-------- Provided entries

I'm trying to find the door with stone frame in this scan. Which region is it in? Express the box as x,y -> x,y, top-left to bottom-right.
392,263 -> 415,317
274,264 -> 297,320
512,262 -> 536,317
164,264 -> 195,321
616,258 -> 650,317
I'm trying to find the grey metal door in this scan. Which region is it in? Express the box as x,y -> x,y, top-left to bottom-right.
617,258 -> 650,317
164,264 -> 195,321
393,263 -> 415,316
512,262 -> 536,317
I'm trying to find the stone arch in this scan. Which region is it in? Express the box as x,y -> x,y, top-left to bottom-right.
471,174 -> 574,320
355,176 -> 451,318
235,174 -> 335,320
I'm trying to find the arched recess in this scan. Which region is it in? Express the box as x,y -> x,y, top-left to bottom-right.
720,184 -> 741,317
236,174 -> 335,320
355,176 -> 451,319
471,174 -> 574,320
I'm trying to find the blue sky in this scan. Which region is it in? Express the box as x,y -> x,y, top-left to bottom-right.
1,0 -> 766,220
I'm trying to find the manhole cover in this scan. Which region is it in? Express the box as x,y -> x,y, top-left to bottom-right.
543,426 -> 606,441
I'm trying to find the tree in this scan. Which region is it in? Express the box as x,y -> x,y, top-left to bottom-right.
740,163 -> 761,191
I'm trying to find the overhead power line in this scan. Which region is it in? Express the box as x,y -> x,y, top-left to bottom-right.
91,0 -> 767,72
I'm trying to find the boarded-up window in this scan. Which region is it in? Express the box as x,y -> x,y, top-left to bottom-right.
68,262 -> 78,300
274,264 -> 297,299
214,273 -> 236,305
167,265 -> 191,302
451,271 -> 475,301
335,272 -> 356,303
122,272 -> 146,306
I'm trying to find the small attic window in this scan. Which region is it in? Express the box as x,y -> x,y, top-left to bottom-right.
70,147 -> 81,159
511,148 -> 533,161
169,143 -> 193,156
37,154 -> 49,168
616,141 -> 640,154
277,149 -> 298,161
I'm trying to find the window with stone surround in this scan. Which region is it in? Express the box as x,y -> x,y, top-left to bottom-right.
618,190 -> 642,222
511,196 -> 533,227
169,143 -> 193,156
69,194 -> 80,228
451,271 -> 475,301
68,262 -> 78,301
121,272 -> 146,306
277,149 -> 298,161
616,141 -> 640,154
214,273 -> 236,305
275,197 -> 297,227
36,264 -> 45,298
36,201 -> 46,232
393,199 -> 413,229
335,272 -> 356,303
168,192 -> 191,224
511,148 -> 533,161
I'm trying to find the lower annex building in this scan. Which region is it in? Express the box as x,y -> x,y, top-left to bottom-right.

----------------

◆ Directions for this task
In your response, give all the records again with nothing altered.

◆ Solution to the problem
I'm trying to find the door with stone frame in this scan. Which region is it in? Express the box as x,y -> x,y, top-left to bottom-right.
392,263 -> 415,317
274,264 -> 297,320
512,262 -> 536,317
164,264 -> 195,321
616,258 -> 650,317
I'm trying to find the grey metal door in this scan. Which region is it in? Express the box as x,y -> x,y, top-left to bottom-right.
617,258 -> 650,317
164,264 -> 195,321
393,263 -> 415,316
512,262 -> 536,317
I'm trying to find the stone arch in this scan. Which region is it in? Express the box as x,y -> x,y, top-left to bottom-right.
471,174 -> 574,320
355,176 -> 451,318
235,174 -> 335,320
I'm trying to find the arched recess in this scan. Which region is it in? Express the box as x,y -> x,y, top-left to bottom-right.
720,184 -> 741,317
236,174 -> 335,320
355,176 -> 451,319
471,174 -> 574,320
I'm trying to find the blue sky in this scan. Which region is it in? Express the box as x,y -> x,y, top-left to bottom-right.
1,0 -> 766,220
I'm trying to find the manhole cover in this scan. Which region is it in? Express the box as x,y -> x,y, top-left to bottom-right.
543,426 -> 606,441
I'm trying to find the tree in this scan. Which region is it in? Express the box as x,y -> x,y, top-left to bottom-right.
740,163 -> 761,191
I'm trying to find the overhead power line in this scan. Which region is it in? Express the box as x,y -> x,y, top-left to bottom-right.
91,0 -> 767,72
I'm trying to find the boarded-up window in this scan. Which region is it in? Express the box as x,y -> x,y, top-left to bottom-right.
68,262 -> 78,300
274,264 -> 297,299
214,273 -> 236,305
167,265 -> 191,302
451,271 -> 475,301
335,272 -> 356,303
122,272 -> 146,306
I'm trying to find the small attic window in this scan. Which region is it in? Express the box as x,y -> x,y, top-left to bottom-right.
70,147 -> 81,159
511,148 -> 533,161
169,143 -> 193,156
37,154 -> 49,168
616,141 -> 640,154
277,149 -> 298,161
I'm trying to find the window with stone surround in this scan. Which region is it in? Express the box as x,y -> x,y, top-left to bottom-right.
618,190 -> 642,222
511,196 -> 533,227
169,143 -> 193,156
69,194 -> 80,228
451,271 -> 475,301
68,262 -> 78,301
121,272 -> 146,306
277,149 -> 298,161
616,141 -> 640,154
214,273 -> 236,305
275,197 -> 297,227
36,264 -> 45,298
36,201 -> 46,232
393,199 -> 413,229
335,272 -> 356,303
168,192 -> 191,224
511,148 -> 533,161
I'm trying to find the lower annex building in this scan. Which region is it in? Express the box as x,y -> x,y, top-left to bottom-right.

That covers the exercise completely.